● **What to do**: From the line that contains "rooftop by providing a bounding box for each." to the last line of the records below, copy everything exactly, both ends included.

● **Task inputs**:
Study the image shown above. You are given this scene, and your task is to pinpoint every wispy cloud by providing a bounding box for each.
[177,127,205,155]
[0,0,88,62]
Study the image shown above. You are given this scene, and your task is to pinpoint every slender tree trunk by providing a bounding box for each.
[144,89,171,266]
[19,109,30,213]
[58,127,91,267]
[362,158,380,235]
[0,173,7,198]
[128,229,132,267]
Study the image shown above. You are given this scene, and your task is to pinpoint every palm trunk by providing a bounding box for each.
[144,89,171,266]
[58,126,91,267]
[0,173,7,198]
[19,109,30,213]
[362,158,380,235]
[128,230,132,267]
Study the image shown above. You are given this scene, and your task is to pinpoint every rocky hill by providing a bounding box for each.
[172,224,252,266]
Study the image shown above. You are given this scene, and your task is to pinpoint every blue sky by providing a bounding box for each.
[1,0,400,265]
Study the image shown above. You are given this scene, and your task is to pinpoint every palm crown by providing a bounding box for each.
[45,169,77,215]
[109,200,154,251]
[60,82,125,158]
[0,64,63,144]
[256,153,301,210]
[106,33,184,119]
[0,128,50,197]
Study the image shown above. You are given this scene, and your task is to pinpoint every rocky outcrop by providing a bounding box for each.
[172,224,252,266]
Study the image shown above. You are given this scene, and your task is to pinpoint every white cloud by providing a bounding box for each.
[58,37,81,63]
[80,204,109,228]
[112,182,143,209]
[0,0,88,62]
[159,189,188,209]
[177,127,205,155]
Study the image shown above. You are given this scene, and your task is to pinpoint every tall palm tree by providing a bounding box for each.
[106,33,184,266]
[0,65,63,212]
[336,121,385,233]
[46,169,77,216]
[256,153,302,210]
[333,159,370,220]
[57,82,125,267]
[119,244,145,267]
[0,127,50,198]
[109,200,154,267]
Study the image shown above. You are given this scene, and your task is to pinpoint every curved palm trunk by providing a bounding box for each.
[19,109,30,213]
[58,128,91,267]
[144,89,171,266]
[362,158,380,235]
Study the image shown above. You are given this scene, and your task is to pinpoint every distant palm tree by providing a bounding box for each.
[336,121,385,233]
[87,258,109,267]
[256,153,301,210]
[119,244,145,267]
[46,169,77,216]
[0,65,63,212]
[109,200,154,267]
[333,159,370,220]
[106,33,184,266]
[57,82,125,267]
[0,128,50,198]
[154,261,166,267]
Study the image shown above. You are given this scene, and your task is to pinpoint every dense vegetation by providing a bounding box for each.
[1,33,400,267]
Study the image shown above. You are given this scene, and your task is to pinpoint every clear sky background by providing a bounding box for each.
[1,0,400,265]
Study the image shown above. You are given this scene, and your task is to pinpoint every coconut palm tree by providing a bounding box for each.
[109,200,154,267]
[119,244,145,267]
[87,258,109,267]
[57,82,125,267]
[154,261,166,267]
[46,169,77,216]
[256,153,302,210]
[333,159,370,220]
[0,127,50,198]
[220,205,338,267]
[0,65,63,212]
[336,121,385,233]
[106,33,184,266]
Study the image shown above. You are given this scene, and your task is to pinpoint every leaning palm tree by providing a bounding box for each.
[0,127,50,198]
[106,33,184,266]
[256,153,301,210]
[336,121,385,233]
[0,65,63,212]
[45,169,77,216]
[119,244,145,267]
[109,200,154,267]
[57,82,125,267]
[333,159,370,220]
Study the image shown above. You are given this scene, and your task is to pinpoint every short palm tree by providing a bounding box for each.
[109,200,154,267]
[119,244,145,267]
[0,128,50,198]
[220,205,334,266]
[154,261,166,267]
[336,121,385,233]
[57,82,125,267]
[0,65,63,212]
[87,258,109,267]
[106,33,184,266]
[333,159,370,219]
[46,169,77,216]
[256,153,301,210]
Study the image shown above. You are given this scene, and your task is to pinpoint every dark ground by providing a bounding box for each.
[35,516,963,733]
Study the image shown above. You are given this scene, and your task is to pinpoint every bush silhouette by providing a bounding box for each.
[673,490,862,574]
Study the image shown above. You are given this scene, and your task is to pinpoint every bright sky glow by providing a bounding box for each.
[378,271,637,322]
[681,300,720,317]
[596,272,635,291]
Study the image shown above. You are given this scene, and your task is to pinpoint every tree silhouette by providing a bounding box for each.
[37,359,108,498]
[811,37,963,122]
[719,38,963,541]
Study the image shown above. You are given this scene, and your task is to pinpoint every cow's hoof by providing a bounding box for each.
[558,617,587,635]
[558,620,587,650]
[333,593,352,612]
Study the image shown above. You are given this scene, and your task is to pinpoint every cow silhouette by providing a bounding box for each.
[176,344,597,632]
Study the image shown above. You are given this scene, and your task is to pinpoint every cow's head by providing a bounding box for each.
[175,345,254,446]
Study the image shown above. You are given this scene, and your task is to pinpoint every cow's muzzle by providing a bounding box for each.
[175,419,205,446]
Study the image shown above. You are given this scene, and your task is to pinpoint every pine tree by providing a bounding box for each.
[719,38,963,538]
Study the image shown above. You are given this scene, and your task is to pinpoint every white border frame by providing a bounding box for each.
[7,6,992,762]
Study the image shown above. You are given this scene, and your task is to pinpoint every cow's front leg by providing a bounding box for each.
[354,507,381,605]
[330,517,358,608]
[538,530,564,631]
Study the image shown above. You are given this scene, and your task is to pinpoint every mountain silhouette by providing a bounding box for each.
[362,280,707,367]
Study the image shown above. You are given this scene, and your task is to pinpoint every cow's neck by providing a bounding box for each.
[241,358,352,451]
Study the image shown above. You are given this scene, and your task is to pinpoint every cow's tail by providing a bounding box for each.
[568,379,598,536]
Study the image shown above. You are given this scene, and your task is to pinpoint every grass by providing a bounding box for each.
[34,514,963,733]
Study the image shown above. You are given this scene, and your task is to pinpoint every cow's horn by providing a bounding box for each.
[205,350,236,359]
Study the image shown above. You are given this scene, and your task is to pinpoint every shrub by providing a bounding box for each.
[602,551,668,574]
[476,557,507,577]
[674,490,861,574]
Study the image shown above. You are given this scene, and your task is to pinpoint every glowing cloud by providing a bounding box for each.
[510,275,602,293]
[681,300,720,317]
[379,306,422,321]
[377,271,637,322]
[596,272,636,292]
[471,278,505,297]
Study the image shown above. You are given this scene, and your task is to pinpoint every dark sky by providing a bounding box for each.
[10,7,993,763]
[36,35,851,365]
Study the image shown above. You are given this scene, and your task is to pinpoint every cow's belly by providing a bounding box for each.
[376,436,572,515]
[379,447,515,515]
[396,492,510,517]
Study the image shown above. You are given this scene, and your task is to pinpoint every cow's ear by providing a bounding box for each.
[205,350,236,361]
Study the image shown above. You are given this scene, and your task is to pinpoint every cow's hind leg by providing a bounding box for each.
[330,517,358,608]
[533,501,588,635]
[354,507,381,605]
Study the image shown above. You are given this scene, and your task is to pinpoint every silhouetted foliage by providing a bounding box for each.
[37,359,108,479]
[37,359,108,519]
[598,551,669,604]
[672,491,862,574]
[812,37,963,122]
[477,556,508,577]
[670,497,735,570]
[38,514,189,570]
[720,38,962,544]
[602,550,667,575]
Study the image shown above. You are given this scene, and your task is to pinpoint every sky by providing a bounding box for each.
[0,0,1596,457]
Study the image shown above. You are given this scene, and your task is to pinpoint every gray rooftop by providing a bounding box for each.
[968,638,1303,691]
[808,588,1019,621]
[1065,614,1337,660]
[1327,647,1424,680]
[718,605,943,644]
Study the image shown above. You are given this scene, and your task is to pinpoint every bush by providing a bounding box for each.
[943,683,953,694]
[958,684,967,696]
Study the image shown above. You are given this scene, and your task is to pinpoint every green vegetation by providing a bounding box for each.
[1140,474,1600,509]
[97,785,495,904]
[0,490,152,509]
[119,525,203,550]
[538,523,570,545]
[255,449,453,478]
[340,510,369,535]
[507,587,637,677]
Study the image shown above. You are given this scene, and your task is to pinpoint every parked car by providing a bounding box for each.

● **Answer to the problem**:
Study the image shown above. You are given this scene, and your task is to pinpoint every gray rooftop by providing a bounding box for each.
[968,638,1303,691]
[808,588,1019,621]
[1065,614,1337,660]
[1327,647,1424,680]
[718,605,943,644]
Study the image shown above. You are given this scene, and your task is to pinpoint every bush by providing a bounding box for each.
[943,683,953,694]
[958,684,967,696]
Study the image shown above. You are given this scene, and your task is to pinpoint every green vegetation by providing a bounding box for each.
[1140,474,1600,509]
[97,785,495,904]
[0,490,152,509]
[119,525,203,550]
[538,523,570,545]
[255,449,453,478]
[340,510,369,535]
[507,587,637,677]
Study the image shown above. You are given this scene, and your task is to pinpoint every parked car by providing a bounding box for each.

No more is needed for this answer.